* Aim
For each of the statements (a), (b) and (c), say whether it agrees with the message about sums of distinct primes, and quote the deciding words. (a) The listed exceptions include N-11. (b) The writer goes into the details of the induction. (c) The complement of a set that sums to m sums to N + m.

* Passage given
....................
A071810

[franktaw at netscape.net]

The numbers representable as the sum of distinct values from any finite 
set are symmetric: if a set S sums to m, the complement of S sums to N 
- m.  So what I'm claiming is that every number up to N is 
representable as the sum of primes up to Prime(n), except for 1, 4, 6, 
11, N-11, N-6, N-4, and N-1.

This doesn't so much follow from "every number except 1, 4, 6, and 11 
is representable as the sum of distinct primes" (like I said) as the 
other way around.  You show this by a fairly straightforward if 
slightly messy induction; I'm not going to go into the details.

Franklin T. Adams-Watters


-----Original Message-----
From: maxale at gmail.com

  Franklin,

 It is not clear to me:
 1) why each prime <=N is representable as the sum of distinct primes
 <= Prime(n).
 2) why the primality of N-11 (for example) affects the result.
....................
* Entries drawn from a collection
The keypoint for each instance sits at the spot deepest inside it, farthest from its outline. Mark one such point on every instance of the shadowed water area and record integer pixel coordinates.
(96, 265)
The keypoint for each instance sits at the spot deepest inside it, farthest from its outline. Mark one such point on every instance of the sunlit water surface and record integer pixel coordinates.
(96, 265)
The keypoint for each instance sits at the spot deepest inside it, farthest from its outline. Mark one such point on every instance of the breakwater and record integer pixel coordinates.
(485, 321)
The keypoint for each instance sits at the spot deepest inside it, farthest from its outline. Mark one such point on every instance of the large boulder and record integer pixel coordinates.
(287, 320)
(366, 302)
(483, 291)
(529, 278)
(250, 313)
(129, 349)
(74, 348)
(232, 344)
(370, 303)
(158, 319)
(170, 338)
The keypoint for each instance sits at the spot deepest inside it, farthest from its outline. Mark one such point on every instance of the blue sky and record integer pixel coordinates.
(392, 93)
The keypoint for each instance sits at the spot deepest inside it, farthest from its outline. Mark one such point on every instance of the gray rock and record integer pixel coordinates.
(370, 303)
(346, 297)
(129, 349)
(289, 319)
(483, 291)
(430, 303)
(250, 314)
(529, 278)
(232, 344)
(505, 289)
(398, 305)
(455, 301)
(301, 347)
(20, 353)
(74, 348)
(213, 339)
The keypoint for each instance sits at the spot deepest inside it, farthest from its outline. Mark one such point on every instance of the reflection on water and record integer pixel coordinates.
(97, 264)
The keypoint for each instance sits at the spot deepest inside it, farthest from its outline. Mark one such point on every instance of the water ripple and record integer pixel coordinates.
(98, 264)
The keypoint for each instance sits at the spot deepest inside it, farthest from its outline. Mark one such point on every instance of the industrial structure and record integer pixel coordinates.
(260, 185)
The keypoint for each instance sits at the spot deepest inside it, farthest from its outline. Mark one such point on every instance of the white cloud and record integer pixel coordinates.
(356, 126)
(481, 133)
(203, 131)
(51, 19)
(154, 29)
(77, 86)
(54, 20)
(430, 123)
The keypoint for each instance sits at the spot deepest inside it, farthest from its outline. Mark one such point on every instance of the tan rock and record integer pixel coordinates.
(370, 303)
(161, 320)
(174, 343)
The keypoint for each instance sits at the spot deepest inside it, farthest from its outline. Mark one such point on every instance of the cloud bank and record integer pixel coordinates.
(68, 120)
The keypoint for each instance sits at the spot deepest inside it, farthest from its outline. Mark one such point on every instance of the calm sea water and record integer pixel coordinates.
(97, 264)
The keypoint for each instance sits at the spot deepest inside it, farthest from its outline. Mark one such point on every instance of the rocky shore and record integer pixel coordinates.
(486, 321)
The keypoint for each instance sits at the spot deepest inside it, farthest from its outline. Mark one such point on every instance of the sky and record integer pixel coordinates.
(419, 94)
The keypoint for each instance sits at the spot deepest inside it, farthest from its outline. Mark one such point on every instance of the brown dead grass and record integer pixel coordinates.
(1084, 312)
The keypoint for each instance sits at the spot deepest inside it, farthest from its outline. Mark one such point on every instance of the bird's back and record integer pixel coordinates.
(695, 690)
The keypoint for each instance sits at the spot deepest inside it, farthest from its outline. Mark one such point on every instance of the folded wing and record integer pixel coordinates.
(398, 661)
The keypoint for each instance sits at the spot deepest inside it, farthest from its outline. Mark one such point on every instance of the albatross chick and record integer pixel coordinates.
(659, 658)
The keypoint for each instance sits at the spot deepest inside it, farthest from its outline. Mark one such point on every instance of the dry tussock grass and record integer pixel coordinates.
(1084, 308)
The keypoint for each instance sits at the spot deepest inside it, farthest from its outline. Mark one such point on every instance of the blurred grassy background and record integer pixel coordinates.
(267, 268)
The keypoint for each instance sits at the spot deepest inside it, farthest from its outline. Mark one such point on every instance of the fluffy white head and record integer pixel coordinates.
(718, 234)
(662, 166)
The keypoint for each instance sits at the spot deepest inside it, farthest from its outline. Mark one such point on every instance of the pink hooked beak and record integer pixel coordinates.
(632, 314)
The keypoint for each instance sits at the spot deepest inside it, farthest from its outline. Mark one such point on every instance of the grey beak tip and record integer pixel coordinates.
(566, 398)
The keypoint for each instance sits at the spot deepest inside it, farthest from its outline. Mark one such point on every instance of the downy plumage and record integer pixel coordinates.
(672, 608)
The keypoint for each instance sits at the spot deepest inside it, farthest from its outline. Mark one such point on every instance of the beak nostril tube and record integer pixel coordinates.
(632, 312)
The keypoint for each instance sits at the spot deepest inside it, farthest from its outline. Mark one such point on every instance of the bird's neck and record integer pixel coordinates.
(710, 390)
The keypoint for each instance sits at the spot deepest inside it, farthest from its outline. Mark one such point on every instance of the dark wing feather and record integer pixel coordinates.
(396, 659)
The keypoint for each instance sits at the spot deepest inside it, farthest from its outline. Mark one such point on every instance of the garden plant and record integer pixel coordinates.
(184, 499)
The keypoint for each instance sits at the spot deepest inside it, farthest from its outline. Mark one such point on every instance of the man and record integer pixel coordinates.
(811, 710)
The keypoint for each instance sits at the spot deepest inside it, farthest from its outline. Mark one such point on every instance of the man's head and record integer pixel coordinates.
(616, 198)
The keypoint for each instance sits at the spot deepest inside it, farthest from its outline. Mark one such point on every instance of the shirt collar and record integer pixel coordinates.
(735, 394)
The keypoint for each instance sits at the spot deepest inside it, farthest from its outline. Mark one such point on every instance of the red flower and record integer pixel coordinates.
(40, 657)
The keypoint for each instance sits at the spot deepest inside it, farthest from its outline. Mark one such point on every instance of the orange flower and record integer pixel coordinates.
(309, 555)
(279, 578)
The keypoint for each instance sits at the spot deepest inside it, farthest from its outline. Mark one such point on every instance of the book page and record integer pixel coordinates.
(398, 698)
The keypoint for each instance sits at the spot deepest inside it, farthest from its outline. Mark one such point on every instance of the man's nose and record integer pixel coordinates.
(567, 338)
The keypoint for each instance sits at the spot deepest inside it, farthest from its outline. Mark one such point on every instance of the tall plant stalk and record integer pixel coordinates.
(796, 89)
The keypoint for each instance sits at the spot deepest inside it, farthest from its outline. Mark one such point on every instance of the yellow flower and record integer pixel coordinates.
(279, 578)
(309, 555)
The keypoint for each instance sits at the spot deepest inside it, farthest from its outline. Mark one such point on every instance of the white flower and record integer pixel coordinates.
....................
* Reply to the task
(a) Yes: "except for 1, 4, 6, 11, N-11, N-6, N-4, and N-1."
(b) No: "I'm not going to go into the details."
(c) No: "the complement of S sums to N - m."